======== Document section

Thursday, April 30, 2015

Vacation 1984: Six Flags over Vacation

In 1984, on our last day of vacation before the long drive home, we went to Six Flags over Georgia in suburban Atlanta. If you count water parks, this would have been the fifth amusement park the Gillespie family visited on the trip. On paper, it sounds like a blast. In reality, there was a little amusement park fatigue. We may have just been tired from the long trip or had it with waiting in lines. But there was none of the excitement we should have been feeling to spend a whole day at a Six Flags.

Make no mistake: We had a lot of fun. My favorite ride was the wooden rollercoaster that reminded me a little of the Eagle at Great America. We went on a few rollercoasters that day and the first rapids ride we've ever experienced (Great America's similar ride didn't open until later that summer. We saw a live Shirt Tales show (remember the Shirt Tales from Saturday morning cartoon?) that Jenny liked. I missed going on a pirate ship ride after going to the restroom or something, which in retrospect, was a brilliant move -- I have come to hate swinging pirate ships. We saw this cool Olympic video experience in advance of the L.A. Games -- a bit of a portend to the Games that Atlanta would get. And I remember being in line for a rollercoaster and seeing a girl that looked like Brooke from "All My Children."

I think the day would have been more memorable if it had been in the middle of the trip. I've noticed that on our vacations back to the Midwest, the last couple days are mellow, a winding down. I can appreciate that we split the drive back into two parts and got to experience one more day of fun before it was over. It was just could what have been an awesome day was merely pretty good, through no fault of anyone's. We had simply expended all our vacation energy. It was time to go home.

Wednesday, April 29, 2015

Vacation 1984: The randomness

We did a lot less freelancing on our 1984 vacation than we did two years earlier. Less exploring, more structure. I'm not sure if we were on a tighter schedule or just planned it better. No matter, it was fun either way, but I'm having a more difficult time recollecting some of the little things. But I'll give it a try ...

-- My sisters had the entire back of the station wagon to themselves and had a lot of fun back there. They wrote a sign asking passing driver to honk, then held up another one saying "thank you" that always elicited a smile from the other car.

================
======== Available data

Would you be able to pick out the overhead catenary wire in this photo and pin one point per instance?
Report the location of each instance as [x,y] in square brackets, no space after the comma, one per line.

================

- Problems and tasks
**1.** According to the vacation blog, which amusement park did the family visit on the last day of the 1984 trip?
**2.** Print the passage of the vacation blog beginning with "Vacation 1984: The" and continuing through "it a try ...".
**3.** Name every ride, show, or attraction at Six Flags over Georgia that the vacation blog mentions.

- Completed exercise
**1.** Six Flags over Georgia, in suburban Atlanta.

**2.**
Vacation 1984: The randomness

We did a lot less freelancing on our 1984 vacation than we did two years earlier. Less exploring, more structure. I'm not sure if we were on a tighter schedule or just planned it better. No matter, it was fun either way, but I'm having a more difficult time recollecting some of the little things. But I'll give it a try ...

**3.**
- The wooden rollercoaster that recalled the Eagle at Great America
- The rapids ride
- The live Shirt Tales show
- The pirate ship ride, which the writer missed
- The Olympic video experience